#### What is expected:
Pictures stay out of the copy; restate everything else in the material exactly.

(Rows from a dataset)
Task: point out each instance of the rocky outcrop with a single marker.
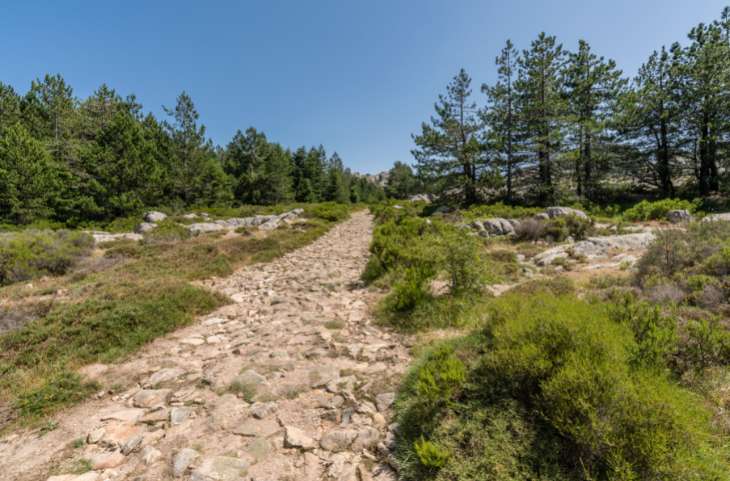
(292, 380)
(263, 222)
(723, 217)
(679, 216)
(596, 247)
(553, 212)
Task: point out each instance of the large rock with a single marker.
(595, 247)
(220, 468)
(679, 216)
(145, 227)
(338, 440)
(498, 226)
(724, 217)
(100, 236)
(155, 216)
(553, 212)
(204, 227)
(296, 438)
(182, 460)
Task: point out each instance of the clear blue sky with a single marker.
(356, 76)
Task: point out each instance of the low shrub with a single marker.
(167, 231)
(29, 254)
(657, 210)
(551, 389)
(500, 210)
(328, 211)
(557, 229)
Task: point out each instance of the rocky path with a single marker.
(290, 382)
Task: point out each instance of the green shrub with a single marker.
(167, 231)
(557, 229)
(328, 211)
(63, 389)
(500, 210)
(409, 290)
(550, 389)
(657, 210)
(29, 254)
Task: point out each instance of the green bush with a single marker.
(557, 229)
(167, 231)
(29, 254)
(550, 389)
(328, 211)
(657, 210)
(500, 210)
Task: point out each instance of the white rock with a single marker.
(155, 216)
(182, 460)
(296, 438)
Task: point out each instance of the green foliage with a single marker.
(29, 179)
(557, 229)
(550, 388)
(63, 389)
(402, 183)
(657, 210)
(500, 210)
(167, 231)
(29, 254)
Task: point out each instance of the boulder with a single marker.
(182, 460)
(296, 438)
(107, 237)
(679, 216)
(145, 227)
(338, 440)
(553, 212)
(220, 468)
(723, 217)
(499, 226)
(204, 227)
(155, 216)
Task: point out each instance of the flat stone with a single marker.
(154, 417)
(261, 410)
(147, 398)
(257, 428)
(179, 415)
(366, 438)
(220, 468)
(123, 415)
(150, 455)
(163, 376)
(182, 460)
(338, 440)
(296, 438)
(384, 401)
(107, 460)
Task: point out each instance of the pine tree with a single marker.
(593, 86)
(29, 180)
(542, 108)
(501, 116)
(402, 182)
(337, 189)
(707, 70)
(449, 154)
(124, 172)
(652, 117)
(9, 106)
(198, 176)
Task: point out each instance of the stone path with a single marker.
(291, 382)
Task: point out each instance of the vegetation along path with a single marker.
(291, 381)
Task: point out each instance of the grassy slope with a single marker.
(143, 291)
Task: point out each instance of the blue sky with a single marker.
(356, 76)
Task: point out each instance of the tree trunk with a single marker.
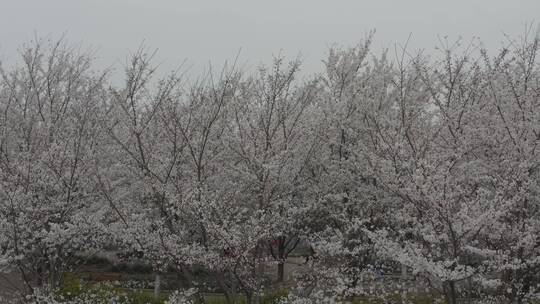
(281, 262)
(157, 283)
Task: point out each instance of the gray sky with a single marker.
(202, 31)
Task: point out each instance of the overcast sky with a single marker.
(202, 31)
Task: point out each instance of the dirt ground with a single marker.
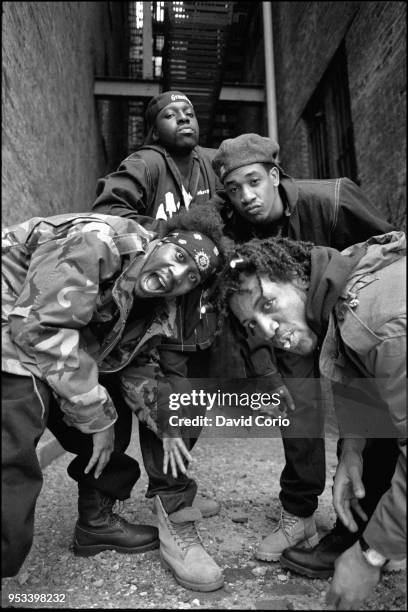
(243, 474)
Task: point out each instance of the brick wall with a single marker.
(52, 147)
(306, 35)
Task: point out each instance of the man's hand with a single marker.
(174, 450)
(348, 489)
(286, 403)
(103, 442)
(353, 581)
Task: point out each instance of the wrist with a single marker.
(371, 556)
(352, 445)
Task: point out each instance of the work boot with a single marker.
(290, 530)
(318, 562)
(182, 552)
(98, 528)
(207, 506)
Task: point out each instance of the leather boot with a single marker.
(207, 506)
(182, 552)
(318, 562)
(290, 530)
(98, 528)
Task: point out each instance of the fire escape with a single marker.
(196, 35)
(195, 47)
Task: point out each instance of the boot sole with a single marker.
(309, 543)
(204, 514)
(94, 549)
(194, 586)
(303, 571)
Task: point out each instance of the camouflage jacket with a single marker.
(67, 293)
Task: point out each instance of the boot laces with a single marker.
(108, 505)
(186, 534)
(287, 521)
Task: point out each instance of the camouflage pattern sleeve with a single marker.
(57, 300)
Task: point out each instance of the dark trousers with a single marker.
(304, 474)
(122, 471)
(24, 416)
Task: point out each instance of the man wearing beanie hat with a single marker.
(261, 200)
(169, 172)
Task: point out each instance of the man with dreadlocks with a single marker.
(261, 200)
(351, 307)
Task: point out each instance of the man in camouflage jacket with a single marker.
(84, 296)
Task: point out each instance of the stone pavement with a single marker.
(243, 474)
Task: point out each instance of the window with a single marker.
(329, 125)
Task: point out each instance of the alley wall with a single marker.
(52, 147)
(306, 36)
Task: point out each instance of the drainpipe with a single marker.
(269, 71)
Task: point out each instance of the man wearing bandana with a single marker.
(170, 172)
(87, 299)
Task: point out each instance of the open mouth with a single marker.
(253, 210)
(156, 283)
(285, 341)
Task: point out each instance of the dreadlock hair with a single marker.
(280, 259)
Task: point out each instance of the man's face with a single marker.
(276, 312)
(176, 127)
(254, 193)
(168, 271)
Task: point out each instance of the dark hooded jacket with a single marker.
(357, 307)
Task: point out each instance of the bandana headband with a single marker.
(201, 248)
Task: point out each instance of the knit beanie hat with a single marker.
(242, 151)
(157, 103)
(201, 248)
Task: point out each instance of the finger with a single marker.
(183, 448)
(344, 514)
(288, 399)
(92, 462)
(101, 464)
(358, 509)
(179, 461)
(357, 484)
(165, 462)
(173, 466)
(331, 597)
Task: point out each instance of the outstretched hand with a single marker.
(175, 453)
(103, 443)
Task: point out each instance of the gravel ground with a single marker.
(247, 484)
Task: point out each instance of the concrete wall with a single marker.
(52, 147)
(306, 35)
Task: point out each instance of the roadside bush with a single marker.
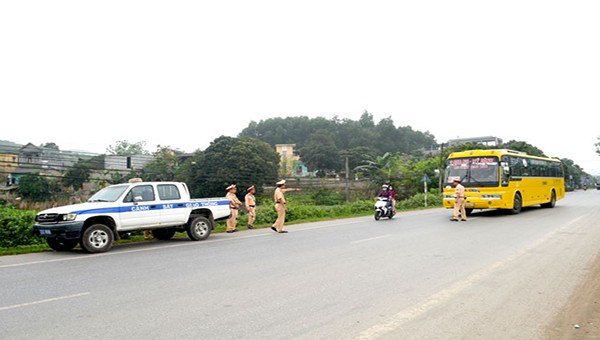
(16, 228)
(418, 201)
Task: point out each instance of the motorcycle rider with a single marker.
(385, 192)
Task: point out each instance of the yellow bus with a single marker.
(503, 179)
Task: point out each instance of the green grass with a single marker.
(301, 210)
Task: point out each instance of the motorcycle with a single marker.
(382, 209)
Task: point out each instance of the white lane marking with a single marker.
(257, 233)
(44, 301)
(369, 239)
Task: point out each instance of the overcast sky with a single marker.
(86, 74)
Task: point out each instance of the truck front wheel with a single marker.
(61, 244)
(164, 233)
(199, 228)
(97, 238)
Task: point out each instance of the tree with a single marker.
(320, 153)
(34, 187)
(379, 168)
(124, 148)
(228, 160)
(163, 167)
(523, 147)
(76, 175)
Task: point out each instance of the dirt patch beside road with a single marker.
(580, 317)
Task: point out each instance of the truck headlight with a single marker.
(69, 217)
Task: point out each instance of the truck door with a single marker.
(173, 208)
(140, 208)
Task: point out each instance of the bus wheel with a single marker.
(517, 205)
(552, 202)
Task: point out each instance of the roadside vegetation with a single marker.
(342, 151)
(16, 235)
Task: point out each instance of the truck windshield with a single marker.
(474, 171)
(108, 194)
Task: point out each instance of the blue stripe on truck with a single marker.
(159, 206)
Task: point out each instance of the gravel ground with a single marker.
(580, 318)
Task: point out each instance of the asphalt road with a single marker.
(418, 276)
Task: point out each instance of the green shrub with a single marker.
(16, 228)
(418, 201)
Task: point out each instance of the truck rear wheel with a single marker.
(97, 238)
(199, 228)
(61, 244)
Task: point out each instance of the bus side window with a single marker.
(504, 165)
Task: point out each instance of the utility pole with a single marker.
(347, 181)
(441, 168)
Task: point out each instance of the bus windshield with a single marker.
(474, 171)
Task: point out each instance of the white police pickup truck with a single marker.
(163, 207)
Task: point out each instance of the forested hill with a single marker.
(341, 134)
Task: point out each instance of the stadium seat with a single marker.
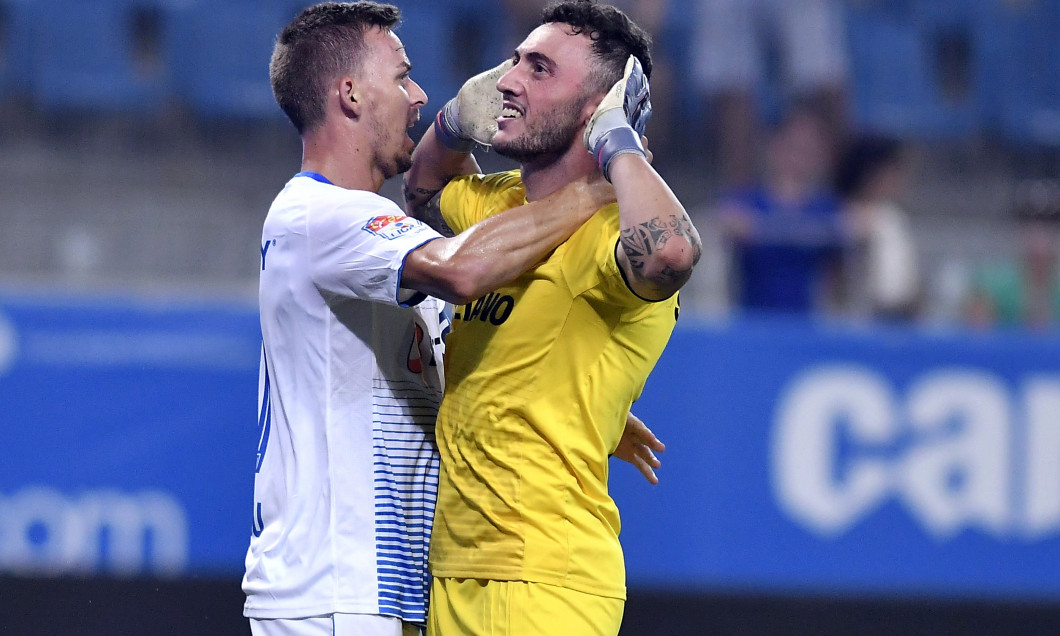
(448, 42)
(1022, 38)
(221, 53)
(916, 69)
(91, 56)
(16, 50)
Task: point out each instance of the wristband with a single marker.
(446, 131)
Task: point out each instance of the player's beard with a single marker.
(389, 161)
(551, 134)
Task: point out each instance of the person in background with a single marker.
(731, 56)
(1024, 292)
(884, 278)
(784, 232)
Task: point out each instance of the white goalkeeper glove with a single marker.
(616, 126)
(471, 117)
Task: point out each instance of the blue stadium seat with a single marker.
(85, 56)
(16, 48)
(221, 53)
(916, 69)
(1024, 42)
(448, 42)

#### Completed exercise:
Task: point out each instance of the rocky outcrop with a single marker.
(292, 380)
(263, 222)
(723, 217)
(679, 216)
(596, 247)
(553, 212)
Task: point out each instance of the large rock with a single marker.
(595, 247)
(220, 468)
(679, 216)
(145, 227)
(338, 440)
(498, 226)
(724, 217)
(100, 236)
(155, 216)
(553, 212)
(204, 227)
(296, 438)
(182, 460)
Task: point out each instance of the clear blue sky with a single marker.
(356, 76)
Task: point out each instance of the low shrub with a single marker.
(167, 231)
(29, 254)
(657, 210)
(551, 389)
(500, 210)
(328, 211)
(557, 229)
Task: point out each instance of the rocky path with a single marker.
(290, 382)
Task: point out each instance of the green shrub with a single marker.
(167, 231)
(557, 229)
(328, 211)
(63, 389)
(500, 210)
(409, 290)
(550, 389)
(657, 210)
(29, 254)
Task: point out each instance of the green bush with a single marker.
(557, 229)
(167, 231)
(29, 254)
(550, 389)
(328, 211)
(657, 210)
(500, 210)
Task: point out each instance of the white rock with a single marker.
(155, 216)
(182, 460)
(296, 438)
Task: point out each instance of the green foliage with a single marker.
(29, 179)
(557, 229)
(550, 388)
(63, 389)
(402, 183)
(657, 210)
(500, 210)
(167, 231)
(29, 254)
Task: point out each instance of the boulder with a single marker.
(182, 460)
(296, 438)
(107, 237)
(679, 216)
(145, 227)
(338, 440)
(553, 212)
(220, 468)
(723, 217)
(499, 226)
(204, 227)
(155, 216)
Task: point out each instance of the flat stone with a single marker.
(154, 417)
(261, 410)
(147, 398)
(257, 428)
(179, 415)
(366, 438)
(220, 468)
(123, 415)
(150, 455)
(163, 376)
(182, 460)
(338, 440)
(296, 438)
(384, 401)
(107, 460)
Task: point out each instance of the pine tree with a single marker.
(593, 86)
(29, 180)
(542, 108)
(501, 116)
(402, 182)
(337, 189)
(707, 70)
(449, 154)
(124, 172)
(652, 117)
(9, 106)
(198, 176)
Task: point out each instance of the stone path with a single marker.
(291, 382)
Task: point out each instance of the vegetation along path with a single marker.
(291, 381)
Task: point out each instance of the grassy slope with a single marker.
(143, 291)
Task: point out each instance of the blue sky with a single marker.
(356, 76)
Task: point out each instance of the tree trunk with a single marker.
(281, 262)
(157, 283)
Task: point out each instance of the gray sky with a single marker.
(202, 31)
Task: point out each instance of the overcast sky with a single marker.
(202, 31)
Task: point out each instance of the dirt ground with a single marker.
(243, 474)
Task: point out each instance of the brick wall with a single marker.
(52, 147)
(306, 35)
Task: point out each instance of the man's hand with a single marker.
(174, 450)
(348, 489)
(286, 403)
(103, 442)
(353, 581)
Task: point out each instance of the wrist with a single marker.
(371, 556)
(352, 445)
Task: point out each instance of the work boot with a single marker.
(290, 530)
(318, 562)
(182, 552)
(98, 528)
(207, 506)
Task: point out each instance of the leather boot with a single marker.
(207, 506)
(182, 552)
(318, 562)
(290, 530)
(98, 528)
Task: point out each instance of the fire escape with a single marker.
(196, 35)
(195, 47)
Task: point out each instance of the boot sole with a single marker.
(309, 543)
(204, 514)
(94, 549)
(194, 586)
(303, 571)
Task: point out each instance of the camouflage jacket with a single marker.
(67, 293)
Task: point out each instance of the boot laces with a single marker.
(108, 505)
(186, 534)
(287, 521)
Task: point out each instance of the camouflage pattern sleeve with a single marker.
(57, 300)
Task: point out each instance of the dark trousers with a single marker.
(304, 474)
(122, 471)
(24, 416)
Task: point out each instance of the man wearing beanie hat with a single marker.
(261, 200)
(169, 172)
Task: point out each instance of the man with dreadlocks with a single marker.
(261, 200)
(351, 307)
Task: point out each instance of the man in camouflage jacket with a single marker.
(84, 296)
Task: point out each instance of the stone pavement with a single marker.
(243, 474)
Task: point out each instance of the window with a single marker.
(329, 125)
Task: point out each instance of the alley wall with a single marker.
(52, 147)
(306, 36)
Task: point out each instance of the drainpipe with a single marker.
(269, 71)
Task: point out each instance of the man wearing bandana with a single marker.
(170, 172)
(87, 299)
Task: point out each instance of the open mouth with a single marker.
(253, 210)
(156, 283)
(285, 341)
Task: point out each instance of the dreadlock hair with a single marker.
(280, 259)
Task: point out each instance of the man's face with a single marker.
(276, 312)
(176, 127)
(254, 193)
(168, 271)
Task: point out each instance of the dark hooded jacket with a single marker.
(357, 307)
Task: point out each instance of the bandana headband with a single marker.
(201, 248)
Task: point out each instance of the knit beanie hat with a single marker.
(242, 151)
(157, 103)
(201, 248)
Task: point out each instance of the finger with a single marker.
(183, 448)
(344, 514)
(288, 399)
(92, 462)
(101, 464)
(358, 509)
(179, 461)
(357, 484)
(165, 462)
(173, 466)
(331, 597)
Task: point out each instance of the outstretched hand with a single marker.
(175, 453)
(103, 443)
Task: point out each instance of the gravel ground with a single marker.
(247, 484)
Task: point out each instance of the concrete wall with a single marker.
(52, 147)
(306, 35)
Task: point out each instance of the roadside bush with a single marker.
(16, 228)
(418, 201)
Task: point out each instance of the motorcycle rider with a single marker.
(385, 192)
Task: point out each instance of the yellow bus with a single marker.
(503, 179)
Task: point out each instance of the green grass with a single marker.
(301, 210)
Task: point out each instance of the motorcycle with a single marker.
(382, 209)
Task: point out each instance of the white lane marking with a single marker.
(257, 233)
(44, 301)
(369, 239)
Task: point out each instance of the overcast sky with a single marker.
(86, 74)
Task: point out each instance of the truck front wheel with a single marker.
(61, 244)
(164, 233)
(199, 228)
(97, 238)
Task: point out each instance of the tree with a single marker.
(320, 153)
(34, 187)
(379, 168)
(124, 148)
(228, 160)
(163, 167)
(523, 147)
(76, 175)
Task: point out each instance of the dirt patch beside road with a single marker.
(580, 317)
Task: point out each instance of the truck headlight with a single marker.
(69, 217)
Task: point out each instance of the truck door with a single marker.
(173, 208)
(140, 208)
Task: point out each instance of the bus wheel with a single marker.
(517, 205)
(552, 202)
Task: point out each instance of the roadside vegetation with a single marker.
(342, 151)
(16, 235)
Task: point out each instance of the truck windshield with a single marker.
(474, 171)
(108, 194)
Task: point out each instance of the blue stripe on truck with a single marker.
(159, 206)
Task: point out each instance of the gravel ground with a single marker.
(580, 318)
Task: point out each instance of the asphalt road with a single marker.
(418, 276)
Task: point out each instance of the green shrub with a single marker.
(16, 228)
(418, 201)
Task: point out each instance of the truck rear wheel with a single marker.
(97, 238)
(199, 228)
(61, 244)
Task: point out each instance of the bus side window with a single marker.
(504, 165)
Task: point out each instance of the utility pole with a single marker.
(347, 181)
(441, 168)
Task: point out each instance of the bus windshield with a single marker.
(474, 171)
Task: point out each instance of the white police pickup truck with a single marker.
(163, 207)
Task: point out each instance of the forested hill with a single marker.
(341, 134)
Task: point out each instance of the stadium seat with a single marker.
(448, 42)
(1022, 38)
(221, 53)
(916, 69)
(91, 56)
(16, 50)
Task: point out each instance of the wristband with a single marker.
(446, 131)
Task: point out each instance of the player's beard with a single marker.
(389, 161)
(551, 134)
Task: point out each instance of the person in background with a single marker.
(731, 56)
(1024, 292)
(884, 278)
(784, 232)
Task: point out each instance of the white goalkeeper glove with a single marker.
(616, 126)
(471, 117)
Task: point out each instance of the blue stadium seat with a single marker.
(85, 56)
(16, 48)
(221, 53)
(916, 69)
(1024, 42)
(448, 42)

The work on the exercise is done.